▶ [Supplied text]:
- - - - - - -
1822: Francisco Javier de Elio

On this date in 1922, Spanish royalist Gen. Francisco Javier de Elio was garroted in Republican Valencia.

Elio (English Wikipedia link | Spanish) was a career Spanish officer noted for being the last Viceroy of the Rio de la Plata in South America.

The Rio de la Plata forms the border between present-day Uruguay and Argentina, and by the time Elio self-proclaimed his viceregal rank, the May Revolution had confined Spanish authority to Uruguay.* He maintained the Spanish monarchy’s power in Montevideo until revolutionaries routed his forces at the Battle of Las Piedras** and Elio had to return to Spain.

This was just in time for the Spanish crown, as that country’s liberals had answered the chaos of the French invasion by promulgating in 1812 one of Europe’s most forward-thinking constitutions. King Ferdinand VII wholly repudiated this constitution upon his re-enthronement at the end of the Napoleonic Wars, and this soon led to yet another liberal revolt in 1820† and yet another French invasion.

Elio, who administered Valencia with a rough hand for Ferdinand, was such a ferocious monarchist that revolutionaries took him prisoner in the 1820-1823 “Liberal Triennum”. The attempt by a group of mutinous cannoniers in 1822 to place Elio at their head (with or without the general’s foreknowledge) led to his condemnation by a military court.

The September 26 London Times preserves two accounts by opposing partisans of Elio’s end.
- - - - - - -
▶ [Set problem 1]: Could you quote, word for word, the rows from the line containing "A colleague needs bounding boxes for every corrugated" through the end of the rows, both ends included?
The Elio passage has no connection to the rows that come after it.
- - - - - - -
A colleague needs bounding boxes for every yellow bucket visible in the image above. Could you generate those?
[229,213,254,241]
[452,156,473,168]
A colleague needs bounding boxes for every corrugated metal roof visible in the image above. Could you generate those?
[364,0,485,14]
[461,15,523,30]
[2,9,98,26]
- - - - - - -
▶ [Set problem 2]: Can you print the Elio passage word for word, between "1822: Francisco Javier" and "return to Spain.", inclusive?

▶ [Solution 1]:
A colleague needs bounding boxes for every corrugated metal roof visible in the image above. Could you generate those?
[364,0,485,14]
[461,15,523,30]
[2,9,98,26]

▶ [Solution 2]:
1822: Francisco Javier de Elio

On this date in 1922, Spanish royalist Gen. Francisco Javier de Elio was garroted in Republican Valencia.

Elio (English Wikipedia link | Spanish) was a career Spanish officer noted for being the last Viceroy of the Rio de la Plata in South America.

The Rio de la Plata forms the border between present-day Uruguay and Argentina, and by the time Elio self-proclaimed his viceregal rank, the May Revolution had confined Spanish authority to Uruguay.* He maintained the Spanish monarchy’s power in Montevideo until revolutionaries routed his forces at the Battle of Las Piedras** and Elio had to return to Spain.